● **Records to process**:
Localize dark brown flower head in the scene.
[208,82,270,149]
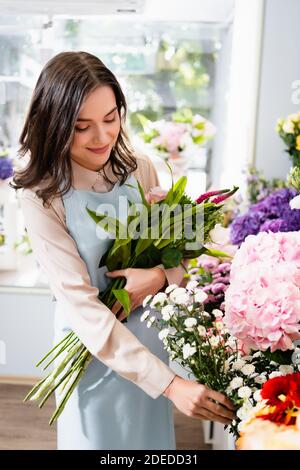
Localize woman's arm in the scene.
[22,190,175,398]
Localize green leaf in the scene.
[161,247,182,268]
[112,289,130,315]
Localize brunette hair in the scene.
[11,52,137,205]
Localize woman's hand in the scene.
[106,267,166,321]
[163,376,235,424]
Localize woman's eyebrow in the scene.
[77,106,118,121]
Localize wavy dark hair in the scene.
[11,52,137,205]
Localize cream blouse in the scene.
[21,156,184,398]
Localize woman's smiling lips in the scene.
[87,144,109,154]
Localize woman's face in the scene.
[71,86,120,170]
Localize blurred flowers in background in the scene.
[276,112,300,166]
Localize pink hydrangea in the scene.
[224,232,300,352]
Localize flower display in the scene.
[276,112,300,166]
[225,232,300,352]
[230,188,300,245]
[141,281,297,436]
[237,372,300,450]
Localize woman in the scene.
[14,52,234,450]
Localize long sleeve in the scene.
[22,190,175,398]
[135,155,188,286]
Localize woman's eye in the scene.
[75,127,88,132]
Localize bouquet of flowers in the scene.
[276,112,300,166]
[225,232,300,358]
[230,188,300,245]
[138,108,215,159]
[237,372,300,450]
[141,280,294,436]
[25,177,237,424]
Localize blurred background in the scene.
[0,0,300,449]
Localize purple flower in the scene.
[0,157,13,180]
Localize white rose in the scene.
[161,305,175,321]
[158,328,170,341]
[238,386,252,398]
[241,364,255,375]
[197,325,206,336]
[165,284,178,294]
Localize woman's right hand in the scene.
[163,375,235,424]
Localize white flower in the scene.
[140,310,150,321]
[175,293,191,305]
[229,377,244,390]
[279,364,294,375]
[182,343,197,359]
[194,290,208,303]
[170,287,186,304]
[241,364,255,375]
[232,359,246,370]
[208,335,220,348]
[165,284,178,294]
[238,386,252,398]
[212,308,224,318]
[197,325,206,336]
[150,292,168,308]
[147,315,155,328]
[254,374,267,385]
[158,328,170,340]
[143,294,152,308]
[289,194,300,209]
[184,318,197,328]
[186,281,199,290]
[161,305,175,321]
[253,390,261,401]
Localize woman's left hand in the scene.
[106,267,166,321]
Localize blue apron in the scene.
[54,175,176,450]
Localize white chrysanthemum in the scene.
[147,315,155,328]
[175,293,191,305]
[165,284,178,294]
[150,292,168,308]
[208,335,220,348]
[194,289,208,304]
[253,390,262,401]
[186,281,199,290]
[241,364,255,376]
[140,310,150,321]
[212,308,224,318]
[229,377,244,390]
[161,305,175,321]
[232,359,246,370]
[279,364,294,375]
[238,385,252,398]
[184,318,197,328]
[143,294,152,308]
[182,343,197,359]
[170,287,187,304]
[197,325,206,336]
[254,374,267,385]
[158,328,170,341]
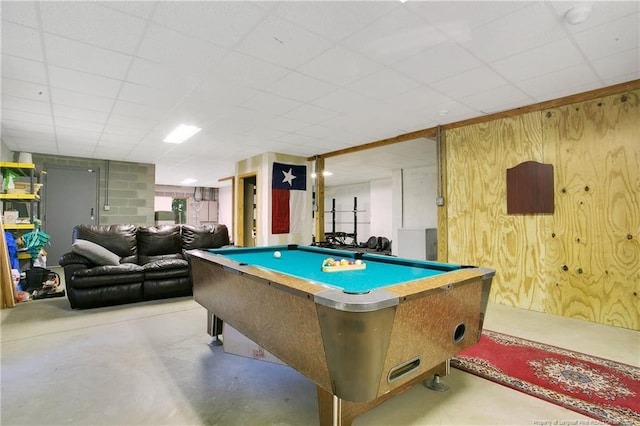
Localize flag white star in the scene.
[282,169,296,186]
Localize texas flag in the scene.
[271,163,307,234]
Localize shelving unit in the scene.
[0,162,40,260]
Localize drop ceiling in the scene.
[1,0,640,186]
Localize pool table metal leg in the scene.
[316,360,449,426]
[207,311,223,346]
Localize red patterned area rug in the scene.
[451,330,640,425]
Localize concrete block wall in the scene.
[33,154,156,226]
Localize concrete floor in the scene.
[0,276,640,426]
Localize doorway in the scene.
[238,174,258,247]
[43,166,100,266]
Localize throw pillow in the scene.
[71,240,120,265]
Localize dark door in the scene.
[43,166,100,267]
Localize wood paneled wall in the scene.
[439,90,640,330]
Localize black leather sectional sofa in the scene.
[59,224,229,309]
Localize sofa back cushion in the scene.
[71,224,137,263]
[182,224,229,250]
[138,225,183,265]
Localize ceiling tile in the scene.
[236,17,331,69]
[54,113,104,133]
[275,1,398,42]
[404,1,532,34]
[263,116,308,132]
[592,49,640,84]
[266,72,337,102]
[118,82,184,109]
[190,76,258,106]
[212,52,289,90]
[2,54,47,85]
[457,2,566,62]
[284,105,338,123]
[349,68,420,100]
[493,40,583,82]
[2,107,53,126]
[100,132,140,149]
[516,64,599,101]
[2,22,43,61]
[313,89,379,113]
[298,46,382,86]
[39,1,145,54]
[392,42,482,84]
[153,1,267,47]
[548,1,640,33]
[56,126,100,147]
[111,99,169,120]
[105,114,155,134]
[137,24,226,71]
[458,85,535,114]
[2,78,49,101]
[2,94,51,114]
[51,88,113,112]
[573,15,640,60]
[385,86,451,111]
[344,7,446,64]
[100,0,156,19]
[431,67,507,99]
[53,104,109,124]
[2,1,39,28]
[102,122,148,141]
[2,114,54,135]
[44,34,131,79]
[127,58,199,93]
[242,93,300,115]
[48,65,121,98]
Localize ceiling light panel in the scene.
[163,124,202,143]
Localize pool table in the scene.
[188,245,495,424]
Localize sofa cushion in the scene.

* * *

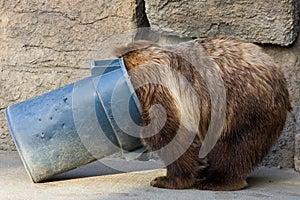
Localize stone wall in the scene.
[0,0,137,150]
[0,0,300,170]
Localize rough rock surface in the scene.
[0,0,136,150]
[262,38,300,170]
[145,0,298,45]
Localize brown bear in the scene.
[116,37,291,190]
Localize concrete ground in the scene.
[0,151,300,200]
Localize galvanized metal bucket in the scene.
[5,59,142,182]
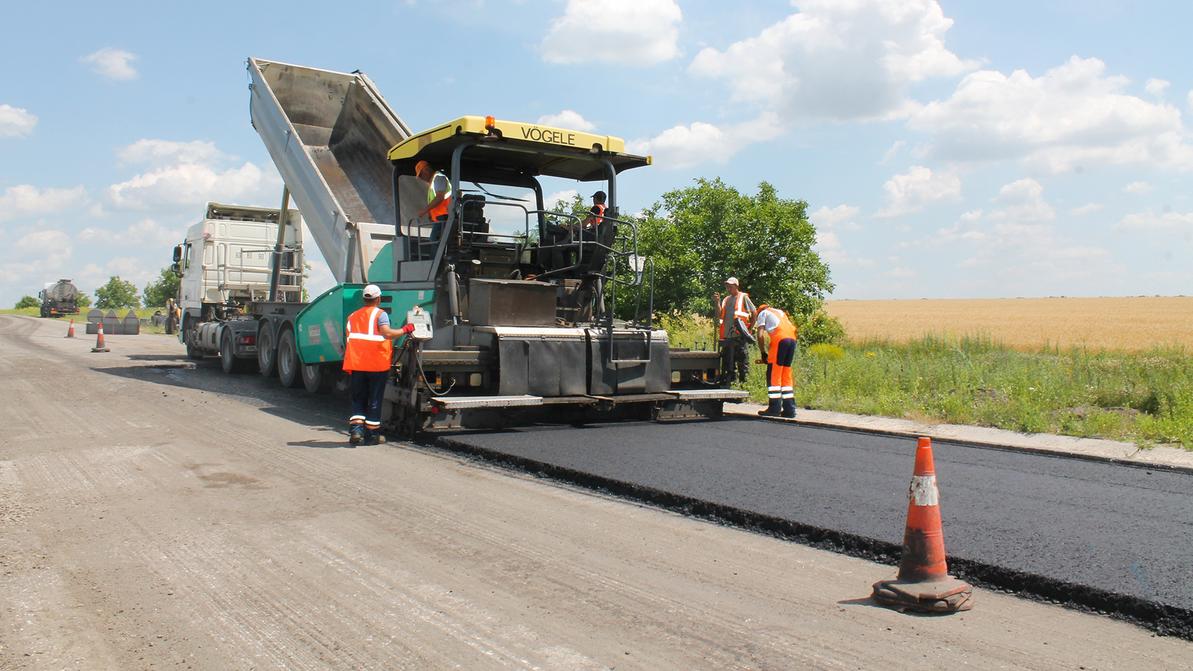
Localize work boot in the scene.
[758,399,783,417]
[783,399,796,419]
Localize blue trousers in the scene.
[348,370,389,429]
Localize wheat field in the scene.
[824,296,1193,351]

● **Short problem**:
Turn the entries from the line containing "Localize woman in the scene." through the line containing "[54,175,176,450]", with both of those lines included, into a numbered list, omitting any blank lines.

● **Full response**:
1. Localize woman in the scene.
2. [14,52,234,450]
3. Localize long sleeve in the scene.
4. [22,190,175,398]
5. [135,155,188,286]
6. Localize woman's eye in the scene.
7. [75,127,88,132]
8. Localize bouquet of flowers in the scene.
9. [276,112,300,166]
10. [225,232,300,358]
11. [230,188,300,245]
12. [138,108,215,159]
13. [237,372,300,450]
14. [141,280,294,436]
15. [25,177,237,424]
16. Localize blurred background in the scene.
17. [0,0,300,449]
18. Localize purple flower in the scene.
19. [0,157,13,180]
20. Localize white rose in the scene.
21. [161,305,175,321]
22. [158,328,170,341]
23. [238,386,252,398]
24. [241,364,255,375]
25. [197,325,206,336]
26. [165,284,178,294]
27. Localize woman's right hand in the scene.
28. [163,375,235,424]
29. Localize white flower in the scene.
30. [140,310,150,321]
31. [175,293,191,305]
32. [229,377,244,390]
33. [279,364,294,375]
34. [182,343,197,359]
35. [194,290,208,303]
36. [170,287,186,304]
37. [241,364,255,375]
38. [232,359,246,370]
39. [208,335,220,348]
40. [165,284,178,294]
41. [238,386,252,398]
42. [212,308,224,318]
43. [197,325,206,336]
44. [150,292,168,308]
45. [147,315,155,328]
46. [254,374,267,385]
47. [158,328,170,340]
48. [143,294,152,308]
49. [289,194,300,209]
50. [184,318,197,328]
51. [186,281,199,290]
52. [161,305,175,321]
53. [253,390,261,401]
54. Localize woman's left hand in the scene.
55. [106,267,166,321]
56. Localize blue apron in the scene.
57. [54,175,176,450]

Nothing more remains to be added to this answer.